> **Available records**
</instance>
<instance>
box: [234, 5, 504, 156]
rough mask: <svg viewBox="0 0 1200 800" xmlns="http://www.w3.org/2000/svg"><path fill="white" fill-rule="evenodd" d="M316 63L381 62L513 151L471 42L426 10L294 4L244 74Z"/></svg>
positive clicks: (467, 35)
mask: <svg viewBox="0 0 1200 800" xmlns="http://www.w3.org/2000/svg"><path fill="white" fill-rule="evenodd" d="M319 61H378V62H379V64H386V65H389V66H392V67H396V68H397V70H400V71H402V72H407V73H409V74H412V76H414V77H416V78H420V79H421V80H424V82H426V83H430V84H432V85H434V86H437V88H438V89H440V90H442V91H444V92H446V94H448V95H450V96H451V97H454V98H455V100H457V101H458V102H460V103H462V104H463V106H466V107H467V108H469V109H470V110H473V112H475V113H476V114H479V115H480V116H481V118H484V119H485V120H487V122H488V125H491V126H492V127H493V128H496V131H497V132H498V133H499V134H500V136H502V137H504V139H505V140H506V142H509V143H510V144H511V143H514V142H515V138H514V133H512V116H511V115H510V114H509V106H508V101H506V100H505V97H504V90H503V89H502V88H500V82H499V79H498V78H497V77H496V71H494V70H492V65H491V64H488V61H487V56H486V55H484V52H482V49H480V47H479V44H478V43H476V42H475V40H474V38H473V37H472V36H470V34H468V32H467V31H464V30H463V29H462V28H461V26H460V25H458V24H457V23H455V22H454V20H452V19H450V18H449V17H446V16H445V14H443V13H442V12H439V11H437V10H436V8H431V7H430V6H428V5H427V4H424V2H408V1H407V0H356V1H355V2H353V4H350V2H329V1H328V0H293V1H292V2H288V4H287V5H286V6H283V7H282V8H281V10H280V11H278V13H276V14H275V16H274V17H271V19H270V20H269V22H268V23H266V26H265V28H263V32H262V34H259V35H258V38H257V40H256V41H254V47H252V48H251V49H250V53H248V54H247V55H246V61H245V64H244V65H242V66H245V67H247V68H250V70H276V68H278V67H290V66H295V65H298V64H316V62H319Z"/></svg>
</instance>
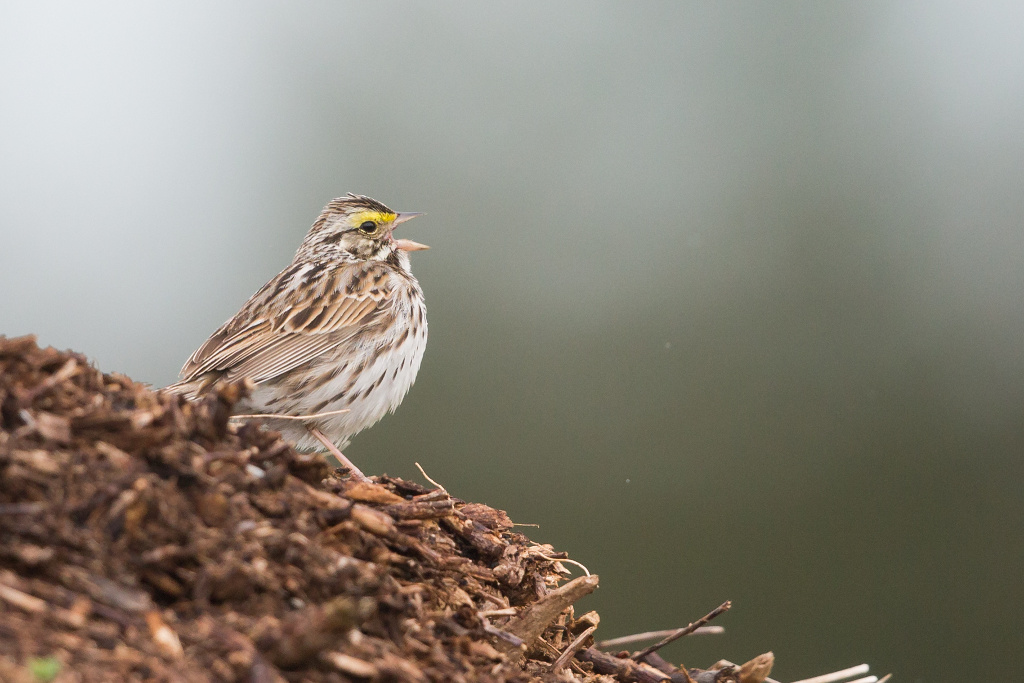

> **Task objective**
Could you retype all the entries above exactly, without the pictures?

> **Answer to the exercise**
</instance>
<instance>
box: [234, 5, 504, 156]
rough mask: <svg viewBox="0 0 1200 800" xmlns="http://www.w3.org/2000/svg"><path fill="white" fill-rule="evenodd" d="M316 63L381 62L513 151L471 42L426 10L294 4L244 74Z"/></svg>
positive clicks: (467, 35)
mask: <svg viewBox="0 0 1200 800" xmlns="http://www.w3.org/2000/svg"><path fill="white" fill-rule="evenodd" d="M319 61H378V62H379V64H386V65H389V66H392V67H396V68H397V70H400V71H402V72H407V73H409V74H412V76H414V77H416V78H420V79H421V80H424V82H426V83H430V84H432V85H434V86H437V88H438V89H440V90H442V91H444V92H446V94H448V95H450V96H451V97H454V98H455V100H457V101H458V102H460V103H462V104H463V106H466V107H467V108H469V109H470V110H473V112H475V113H476V114H479V115H480V116H481V118H484V119H485V120H487V122H488V125H491V126H492V127H493V128H496V131H497V132H498V133H499V134H500V136H502V137H504V139H505V140H506V142H509V143H510V144H511V143H514V142H515V138H514V133H512V116H511V115H510V114H509V106H508V101H506V100H505V97H504V90H503V89H502V88H500V82H499V79H498V78H497V77H496V71H494V70H492V65H491V64H488V61H487V56H486V55H484V52H482V49H480V47H479V44H478V43H476V42H475V40H474V38H473V37H472V36H470V34H468V32H467V31H464V30H463V29H462V28H461V26H460V25H458V24H457V23H455V22H454V20H452V19H450V18H449V17H446V16H445V14H443V13H442V12H439V11H437V10H436V8H431V7H430V6H428V5H427V4H424V2H408V1H407V0H356V1H355V2H353V4H350V2H329V1H328V0H293V1H292V2H288V4H287V5H286V6H283V7H282V8H281V10H280V11H278V13H276V14H275V16H274V17H271V19H270V20H269V22H268V23H266V26H265V28H263V32H262V34H259V35H258V38H257V40H256V41H254V47H252V48H251V49H250V53H248V54H247V55H246V61H245V64H244V65H242V66H245V67H247V68H250V70H276V68H278V67H290V66H295V65H298V64H316V62H319Z"/></svg>
</instance>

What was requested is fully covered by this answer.